TASK OBJECTIVE:
Output each record below exactly, leaving any picture out of the copy.

(Referring expression data)
○ ○ ○
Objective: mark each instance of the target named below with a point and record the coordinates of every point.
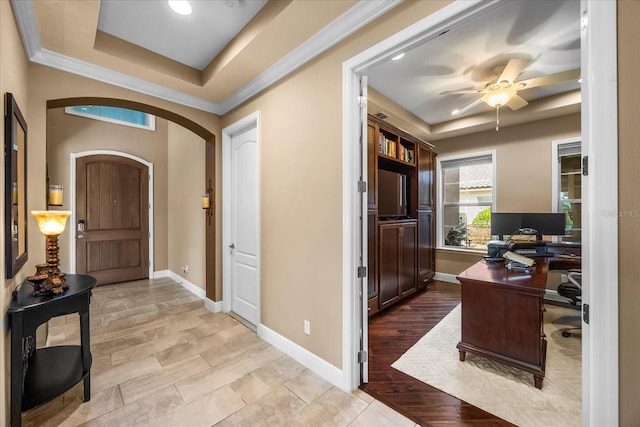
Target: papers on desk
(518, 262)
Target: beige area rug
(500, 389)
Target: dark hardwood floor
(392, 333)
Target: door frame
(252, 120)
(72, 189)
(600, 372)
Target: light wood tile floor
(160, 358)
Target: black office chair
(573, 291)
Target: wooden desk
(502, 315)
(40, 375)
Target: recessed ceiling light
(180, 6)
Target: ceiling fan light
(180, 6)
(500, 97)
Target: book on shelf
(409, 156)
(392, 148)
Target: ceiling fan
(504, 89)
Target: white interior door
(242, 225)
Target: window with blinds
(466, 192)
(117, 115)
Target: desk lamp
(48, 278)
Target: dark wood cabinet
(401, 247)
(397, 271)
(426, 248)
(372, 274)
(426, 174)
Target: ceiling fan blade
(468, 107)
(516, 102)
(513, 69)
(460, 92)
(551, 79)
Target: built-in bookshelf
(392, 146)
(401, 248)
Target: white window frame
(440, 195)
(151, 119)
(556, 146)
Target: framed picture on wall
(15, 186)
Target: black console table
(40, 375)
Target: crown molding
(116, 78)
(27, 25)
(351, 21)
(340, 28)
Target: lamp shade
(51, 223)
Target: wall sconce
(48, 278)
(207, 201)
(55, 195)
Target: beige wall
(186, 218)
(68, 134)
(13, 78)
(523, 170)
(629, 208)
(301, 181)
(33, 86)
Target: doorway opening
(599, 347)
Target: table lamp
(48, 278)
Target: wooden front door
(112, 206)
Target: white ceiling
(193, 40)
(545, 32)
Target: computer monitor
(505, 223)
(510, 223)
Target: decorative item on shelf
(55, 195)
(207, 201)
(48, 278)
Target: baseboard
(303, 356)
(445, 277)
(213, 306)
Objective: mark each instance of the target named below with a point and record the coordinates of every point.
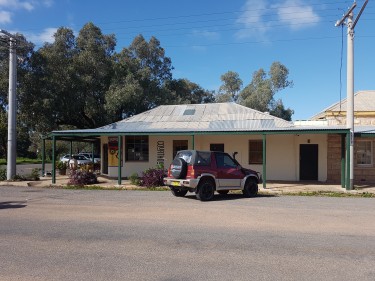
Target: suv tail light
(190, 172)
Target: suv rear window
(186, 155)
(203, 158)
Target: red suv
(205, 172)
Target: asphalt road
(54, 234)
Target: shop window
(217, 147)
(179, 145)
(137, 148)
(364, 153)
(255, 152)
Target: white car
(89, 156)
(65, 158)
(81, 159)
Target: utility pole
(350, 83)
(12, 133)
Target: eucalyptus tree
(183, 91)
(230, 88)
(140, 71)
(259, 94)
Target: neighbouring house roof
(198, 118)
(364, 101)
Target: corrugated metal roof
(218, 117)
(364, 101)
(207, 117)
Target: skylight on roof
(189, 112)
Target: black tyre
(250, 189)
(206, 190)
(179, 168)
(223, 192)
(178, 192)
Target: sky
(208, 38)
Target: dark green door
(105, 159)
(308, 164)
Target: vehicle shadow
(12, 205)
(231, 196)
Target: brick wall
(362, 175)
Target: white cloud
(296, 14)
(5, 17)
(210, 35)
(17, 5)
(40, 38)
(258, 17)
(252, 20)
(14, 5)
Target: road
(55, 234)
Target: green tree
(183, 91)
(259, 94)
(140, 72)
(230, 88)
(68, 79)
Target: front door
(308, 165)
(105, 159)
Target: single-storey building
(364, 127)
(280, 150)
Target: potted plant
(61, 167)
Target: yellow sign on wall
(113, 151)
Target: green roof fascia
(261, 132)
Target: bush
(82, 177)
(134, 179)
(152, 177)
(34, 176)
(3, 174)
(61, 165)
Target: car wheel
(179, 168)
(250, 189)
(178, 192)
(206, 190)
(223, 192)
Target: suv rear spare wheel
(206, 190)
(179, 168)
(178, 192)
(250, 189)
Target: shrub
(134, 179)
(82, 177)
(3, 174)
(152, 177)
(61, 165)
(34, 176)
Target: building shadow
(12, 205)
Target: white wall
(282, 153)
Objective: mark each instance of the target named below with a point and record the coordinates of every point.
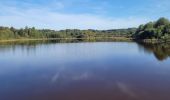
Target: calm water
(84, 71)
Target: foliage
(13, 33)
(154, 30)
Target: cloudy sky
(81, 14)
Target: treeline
○ ○ ○
TASK OUTPUT:
Objective: mark each instance of the target named below with a point and record the coordinates of every point.
Target: papers on desk
(518, 262)
Target: beige area rug
(500, 389)
Target: dark hardwood floor
(392, 333)
Target: door frame
(252, 120)
(72, 189)
(600, 372)
Target: light wood tile floor
(160, 358)
Target: black office chair
(573, 291)
Target: wooden desk
(502, 315)
(40, 375)
Target: recessed ceiling light
(180, 6)
Target: ceiling fan light
(180, 6)
(500, 97)
Target: book on shelf
(409, 156)
(392, 148)
Target: ceiling fan
(504, 89)
Target: white interior door
(242, 225)
Target: window with blinds
(466, 192)
(117, 115)
Target: desk lamp
(48, 278)
Target: dark wood cabinet
(401, 247)
(397, 271)
(426, 248)
(372, 274)
(426, 174)
Target: ceiling fan blade
(468, 107)
(516, 102)
(513, 69)
(460, 92)
(551, 79)
Target: built-in bookshelf
(392, 146)
(401, 248)
Target: white window frame
(440, 195)
(151, 119)
(556, 146)
Target: framed picture on wall
(15, 186)
Target: black console table
(40, 375)
Target: crown molding
(116, 78)
(27, 25)
(351, 21)
(340, 28)
Target: lamp shade
(51, 223)
Target: wall sconce
(48, 278)
(207, 201)
(55, 195)
Target: beige wall
(186, 218)
(68, 134)
(13, 78)
(523, 170)
(629, 208)
(301, 181)
(33, 86)
Target: doorway opening
(599, 347)
Target: table lamp
(48, 278)
Target: wooden front door
(112, 206)
Target: white ceiling
(193, 40)
(545, 32)
Target: computer monitor
(505, 223)
(510, 223)
Target: decorative item on shelf
(55, 195)
(207, 201)
(48, 278)
Target: baseboard
(303, 356)
(445, 277)
(213, 306)
Objective: mark each instance of the target named below with a point and record the coordinates of every point.
Target: suv tail light
(190, 172)
Target: suv rear window
(186, 155)
(203, 158)
Target: red suv
(205, 172)
Target: asphalt road
(54, 234)
Target: shop window
(217, 147)
(179, 145)
(137, 148)
(364, 153)
(255, 152)
Target: white car
(89, 156)
(65, 158)
(81, 159)
Target: utility pole
(350, 83)
(12, 133)
Target: eucalyptus tree
(183, 91)
(230, 88)
(140, 71)
(259, 94)
Target: neighbouring house roof
(198, 118)
(364, 101)
Target: corrugated metal roof
(218, 117)
(364, 101)
(207, 117)
Target: skylight on roof
(189, 112)
Target: black tyre
(250, 189)
(206, 190)
(179, 168)
(223, 192)
(178, 192)
Target: sky
(208, 38)
Target: dark green door
(105, 159)
(308, 164)
Target: vehicle shadow
(12, 205)
(231, 196)
Target: brick wall
(362, 175)
Target: white cloud
(296, 14)
(5, 17)
(210, 35)
(17, 5)
(40, 38)
(258, 17)
(252, 20)
(14, 5)
Target: road
(55, 234)
Target: green tree
(183, 91)
(259, 94)
(140, 72)
(230, 88)
(68, 79)
Target: front door
(308, 165)
(105, 159)
Target: single-storey building
(364, 127)
(280, 150)
Target: potted plant
(61, 167)
Target: yellow sign on wall
(113, 151)
Target: green roof fascia
(261, 132)
Target: bush
(82, 177)
(134, 179)
(152, 177)
(34, 176)
(3, 174)
(61, 165)
Target: car wheel
(179, 168)
(250, 189)
(178, 192)
(206, 190)
(223, 192)
Target: suv rear spare wheel
(206, 190)
(179, 168)
(178, 192)
(250, 189)
Target: shrub
(134, 179)
(82, 177)
(3, 174)
(152, 177)
(61, 165)
(34, 176)
Target: building shadow
(12, 205)
Target: white wall
(282, 153)
Objective: mark each instance of the target named below with a point and record the coordinates of every point.
Target: calm water
(84, 71)
Target: foliage
(13, 33)
(154, 30)
Target: cloudy sky
(81, 14)
Target: treeline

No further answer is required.